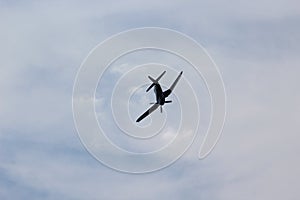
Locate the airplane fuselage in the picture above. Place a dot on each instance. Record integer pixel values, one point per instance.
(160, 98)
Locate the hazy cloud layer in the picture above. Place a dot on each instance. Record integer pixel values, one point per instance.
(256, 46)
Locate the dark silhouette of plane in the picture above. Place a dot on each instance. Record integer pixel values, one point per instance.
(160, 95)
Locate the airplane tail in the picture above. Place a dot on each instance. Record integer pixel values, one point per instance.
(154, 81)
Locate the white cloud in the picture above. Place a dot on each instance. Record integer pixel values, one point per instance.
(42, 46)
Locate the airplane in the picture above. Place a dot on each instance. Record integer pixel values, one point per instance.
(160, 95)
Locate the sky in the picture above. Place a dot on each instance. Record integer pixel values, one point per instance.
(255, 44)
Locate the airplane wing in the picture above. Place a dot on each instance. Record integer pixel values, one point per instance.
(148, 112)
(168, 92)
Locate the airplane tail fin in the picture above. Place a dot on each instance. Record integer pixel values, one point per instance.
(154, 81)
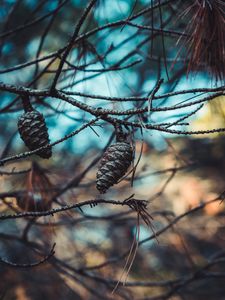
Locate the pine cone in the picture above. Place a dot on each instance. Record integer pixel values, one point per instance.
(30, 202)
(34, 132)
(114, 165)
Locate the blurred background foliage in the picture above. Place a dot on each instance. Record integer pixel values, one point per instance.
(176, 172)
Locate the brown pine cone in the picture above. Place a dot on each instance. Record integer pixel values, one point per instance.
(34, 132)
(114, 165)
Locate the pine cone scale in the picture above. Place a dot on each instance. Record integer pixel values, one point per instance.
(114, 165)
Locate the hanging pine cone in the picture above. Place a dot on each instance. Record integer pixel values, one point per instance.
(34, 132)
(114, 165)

What is required: Could you convert every line of the records above into a Markdown table with the columns Row and Line, numbering each row and leaving out blank lines? Omit the pictures.

Expected answer:
| Row | Line |
|---|---|
| 1 | Locate the airplane fuselage in the picture above. Place a dot on each instance. Record integer pixel values, one point per instance. |
| 2 | (160, 98) |
| 3 | Locate the hazy cloud layer in the picture above. Place a dot on each instance. Record integer pixel values, one point per instance. |
| 4 | (256, 46) |
| 5 | Locate the dark silhouette of plane in the picture above. Place a dot on each instance. Record integer pixel values, one point per instance. |
| 6 | (160, 95) |
| 7 | Locate the airplane tail in the picture above. Place a dot on each instance. Record integer pixel values, one point per instance. |
| 8 | (154, 81) |
| 9 | Locate the white cloud in the picture above. Place a dot on each instance. Record integer pixel values, one point per instance. |
| 10 | (42, 46) |
| 11 | Locate the airplane in the picture above. Place a dot on each instance. Record integer pixel values, one point per instance. |
| 12 | (160, 95) |
| 13 | Locate the sky in the picture above. Place a dot on each instance. Record integer pixel values, one point per instance. |
| 14 | (255, 44) |
| 15 | Locate the airplane wing in the picture above. Place a dot on each instance. Record integer pixel values, one point per instance. |
| 16 | (148, 112) |
| 17 | (168, 92) |
| 18 | Locate the airplane tail fin in the picture above. Place a dot on each instance. Record integer pixel values, one point per instance. |
| 19 | (154, 81) |
| 20 | Locate the pine cone in the picture above. Place a dot on each instance. Record integer pixel values, one point per instance. |
| 21 | (30, 202) |
| 22 | (34, 132) |
| 23 | (114, 165) |
| 24 | Locate the blurred background foliage in the picture above. Place a dot on each instance. Record integer pixel values, one point per instance. |
| 25 | (176, 172) |
| 26 | Locate the brown pine cone in the picture above. Place a dot on each instance. Record integer pixel values, one point per instance. |
| 27 | (34, 132) |
| 28 | (114, 165) |
| 29 | Locate the pine cone scale in the picture above. Place a dot on each instance. Record integer pixel values, one point per instance. |
| 30 | (114, 165) |
| 31 | Locate the hanging pine cone in the picture above. Place a dot on each instance. Record integer pixel values, one point per instance. |
| 32 | (34, 132) |
| 33 | (114, 165) |